### TEXTE EXTRAIT
====

La Marche Nimoise est le nom de la région du Gard à l’Est de Nîmes jusqu’au Rhône. L’étymologie de Marche est le germanique *marka « frontière ». A la tête d’une Marche se trouvait un marquis « titre féodal de celui qui est placé entre le duc et le comte ».  Le sens dans Marche Nîmoise est « région frontalière« . (Je ne sais pas  s’il y a jamais eu un marquis de cette région ou si le nom est resté du haut Moyen Age, du Marquisat de Gothie. )

Linguistiquement parlant il s’agit de la région du Gard où les traits provençaux dominent.

Très souvent les frontières linguistiques, ou limites de certains phénomènes phonétiques ou lexicaux, sont expliquées par l’existence de frontières 1) politiques, 2)ecclésiastiques ou 3)naturelles.

  1. Le Marquisat de Gothie, partie de l’ancien royaume wisigoth de Toulouse, installé par les Francs après 759 comprenait au moins le territoire occupé maintenant par les départements de l’Aude, de l’Hérault et du Gard.(cf.Wikipedia)  L’ouest du Rhône appartenait au comte de Toulouse et faisait partie du Royaume de France. L’est du Rhône faisait partie de l‘Empire germanique. Ce fleuve formait donc une frontière politique importante.
  2. Il était également la frontière du diocèse de Nîmes, fondé à la fin du IVe siècle.
  3. Le Rhône était une frontière naturelle difficile à passer : il y avait au Moyen Age quatre ponts sur le Bas Rhône: Pont-St. Esprit, Avignon, Beaucaire et Arles, mais celui d’Avignon n’etait plus utilisable depuis le XVIIe s. et celui de Beaucaire depuis le XVe s. cf. l’article d’Abel Chatelain. pour beaucoup plus de détails.

====

### CONSIGNE
Selon le texte sur la Marche nîmoise, pourquoi le Rhône formait-il une frontière politique importante ? Répondez en une à trois phrases. Appuyez-vous uniquement sur le texte.

### DONNÉES FOURNIES

====

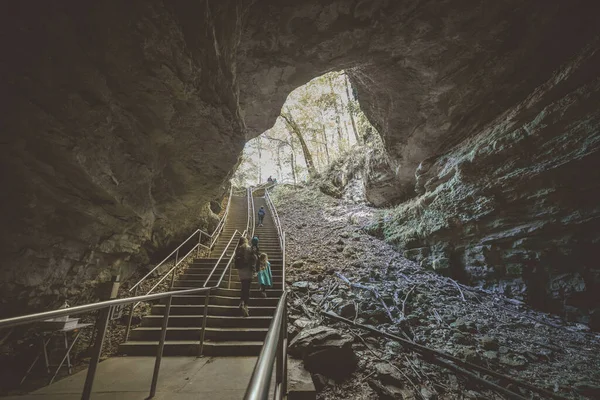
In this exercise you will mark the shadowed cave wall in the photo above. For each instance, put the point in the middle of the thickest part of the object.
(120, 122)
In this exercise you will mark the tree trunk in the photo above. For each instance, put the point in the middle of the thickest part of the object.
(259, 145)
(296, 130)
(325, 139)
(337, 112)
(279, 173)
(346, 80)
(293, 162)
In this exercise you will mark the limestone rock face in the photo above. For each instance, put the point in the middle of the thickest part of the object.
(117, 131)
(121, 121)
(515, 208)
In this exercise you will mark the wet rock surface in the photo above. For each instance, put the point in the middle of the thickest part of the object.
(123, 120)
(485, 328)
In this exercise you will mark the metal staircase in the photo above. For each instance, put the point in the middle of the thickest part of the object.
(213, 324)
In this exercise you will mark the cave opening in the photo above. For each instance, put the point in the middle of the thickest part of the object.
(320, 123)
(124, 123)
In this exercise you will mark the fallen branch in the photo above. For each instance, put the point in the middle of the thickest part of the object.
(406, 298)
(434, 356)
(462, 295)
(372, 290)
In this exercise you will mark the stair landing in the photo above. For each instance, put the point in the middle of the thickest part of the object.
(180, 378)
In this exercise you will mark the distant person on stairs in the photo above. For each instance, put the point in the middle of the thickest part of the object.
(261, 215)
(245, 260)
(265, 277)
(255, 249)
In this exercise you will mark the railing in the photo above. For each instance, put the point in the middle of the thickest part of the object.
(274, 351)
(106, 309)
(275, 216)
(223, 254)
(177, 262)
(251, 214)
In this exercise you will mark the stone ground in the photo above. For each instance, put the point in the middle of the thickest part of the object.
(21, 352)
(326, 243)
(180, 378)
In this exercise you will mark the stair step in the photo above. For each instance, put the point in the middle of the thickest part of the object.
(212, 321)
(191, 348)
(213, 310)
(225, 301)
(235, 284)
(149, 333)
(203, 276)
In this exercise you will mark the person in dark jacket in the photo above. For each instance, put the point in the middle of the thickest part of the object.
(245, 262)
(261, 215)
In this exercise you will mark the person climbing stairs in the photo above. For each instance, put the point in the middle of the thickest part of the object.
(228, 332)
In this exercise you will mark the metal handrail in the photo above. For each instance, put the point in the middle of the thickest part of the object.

====

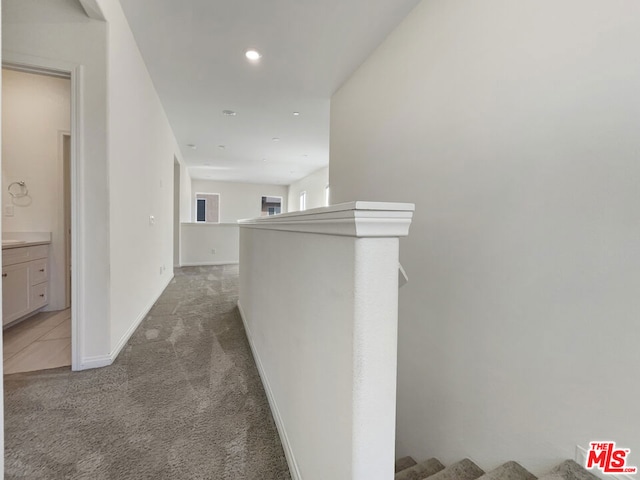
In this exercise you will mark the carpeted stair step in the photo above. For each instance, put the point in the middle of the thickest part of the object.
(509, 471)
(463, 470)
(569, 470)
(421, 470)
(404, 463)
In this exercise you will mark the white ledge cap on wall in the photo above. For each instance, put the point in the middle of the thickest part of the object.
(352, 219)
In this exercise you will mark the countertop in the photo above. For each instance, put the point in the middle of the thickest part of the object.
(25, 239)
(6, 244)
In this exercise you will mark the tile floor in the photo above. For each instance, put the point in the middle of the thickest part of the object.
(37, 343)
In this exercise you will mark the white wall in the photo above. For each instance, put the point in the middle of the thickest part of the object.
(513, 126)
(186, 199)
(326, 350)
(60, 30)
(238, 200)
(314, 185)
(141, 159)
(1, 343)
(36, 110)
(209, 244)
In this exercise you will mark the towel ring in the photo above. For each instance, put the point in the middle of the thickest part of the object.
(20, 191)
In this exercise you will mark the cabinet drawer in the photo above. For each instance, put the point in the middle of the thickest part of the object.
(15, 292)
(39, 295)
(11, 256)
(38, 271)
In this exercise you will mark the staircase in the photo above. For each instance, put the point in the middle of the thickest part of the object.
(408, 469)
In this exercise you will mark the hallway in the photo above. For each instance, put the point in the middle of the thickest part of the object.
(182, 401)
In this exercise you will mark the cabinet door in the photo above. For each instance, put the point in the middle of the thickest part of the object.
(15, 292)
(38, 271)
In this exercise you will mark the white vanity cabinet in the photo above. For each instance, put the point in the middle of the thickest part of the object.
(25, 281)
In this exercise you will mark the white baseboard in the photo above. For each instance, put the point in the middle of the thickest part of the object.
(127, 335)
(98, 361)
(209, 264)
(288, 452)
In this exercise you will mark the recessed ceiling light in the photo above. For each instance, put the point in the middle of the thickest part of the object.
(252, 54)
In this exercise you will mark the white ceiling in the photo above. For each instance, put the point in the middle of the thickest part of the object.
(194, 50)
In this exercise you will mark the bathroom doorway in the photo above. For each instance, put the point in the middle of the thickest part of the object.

====

### RÉPONSE ATTENDUE
La partie à l'ouest du Rhône appartenait au comte de Toulouse et faisait partie du Royaume de France. La partie à l'est faisait partie de l'Empire germanique.